··· Data provided

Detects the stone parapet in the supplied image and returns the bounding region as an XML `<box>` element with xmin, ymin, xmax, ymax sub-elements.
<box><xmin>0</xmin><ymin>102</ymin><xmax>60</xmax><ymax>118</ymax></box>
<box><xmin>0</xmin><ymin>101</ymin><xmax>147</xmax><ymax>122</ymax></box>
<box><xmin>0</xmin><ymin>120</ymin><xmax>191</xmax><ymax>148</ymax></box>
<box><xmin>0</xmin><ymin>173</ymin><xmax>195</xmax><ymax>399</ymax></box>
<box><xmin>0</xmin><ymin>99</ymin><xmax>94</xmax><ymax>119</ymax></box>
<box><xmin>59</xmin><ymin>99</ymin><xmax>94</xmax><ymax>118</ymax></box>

······

▶ _The problem_: Please retype the entries above in full, exactly as they stand.

▶ _Solution to the exercise_:
Detects the stone parapet in the supplied image and returns the bounding region as an XML `<box>` element with xmin, ymin, xmax, ymax sub-elements.
<box><xmin>0</xmin><ymin>102</ymin><xmax>60</xmax><ymax>118</ymax></box>
<box><xmin>0</xmin><ymin>101</ymin><xmax>147</xmax><ymax>122</ymax></box>
<box><xmin>0</xmin><ymin>120</ymin><xmax>191</xmax><ymax>148</ymax></box>
<box><xmin>0</xmin><ymin>173</ymin><xmax>195</xmax><ymax>399</ymax></box>
<box><xmin>0</xmin><ymin>99</ymin><xmax>94</xmax><ymax>119</ymax></box>
<box><xmin>59</xmin><ymin>99</ymin><xmax>94</xmax><ymax>118</ymax></box>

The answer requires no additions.